> Requirement:
Apart from the images, repeat the data below exactly as written.

> Dataset records:
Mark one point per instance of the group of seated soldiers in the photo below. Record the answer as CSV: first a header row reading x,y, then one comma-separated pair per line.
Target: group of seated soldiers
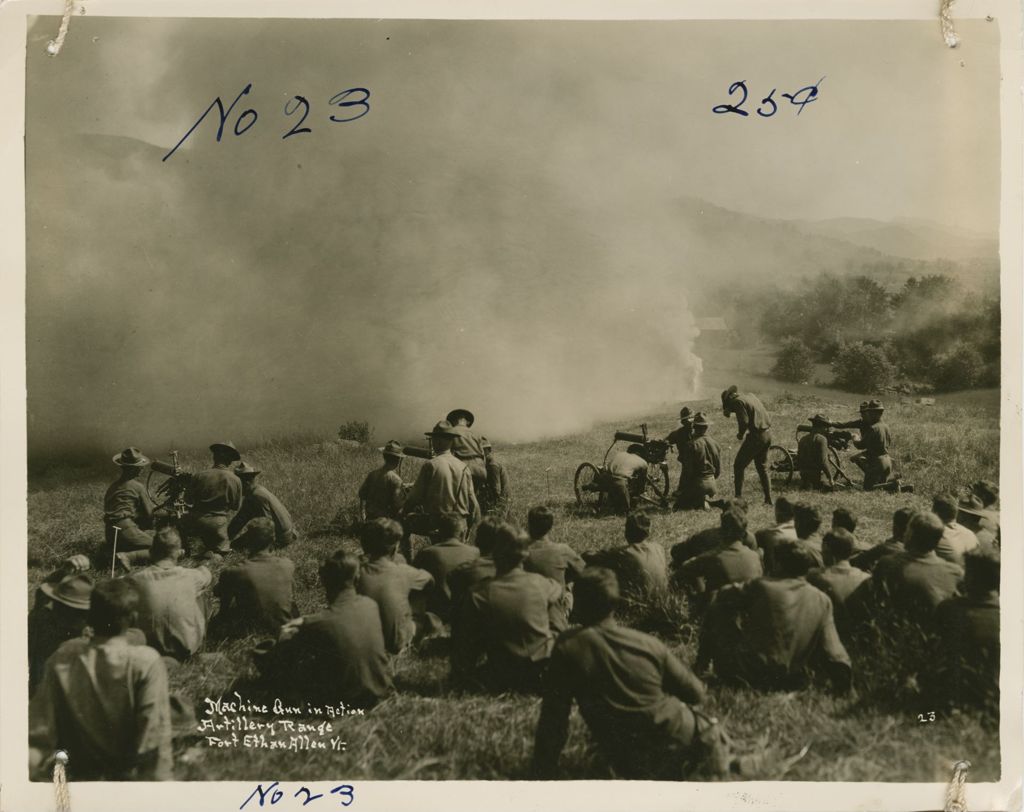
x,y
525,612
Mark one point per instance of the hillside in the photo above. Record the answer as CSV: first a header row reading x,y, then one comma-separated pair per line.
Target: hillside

> Finished exercise:
Mark one point per instance of the group of seated soldiers in the photo below. Record the answer as CSV: first a header row reading x,y, then one comma-separated pair per line.
Target: group of seated soldiers
x,y
525,612
Mark one point per instance of the hillside in the photo above. Record the answer as CSV: first a header row reading x,y, then one comma-separated pair per line.
Target: hillside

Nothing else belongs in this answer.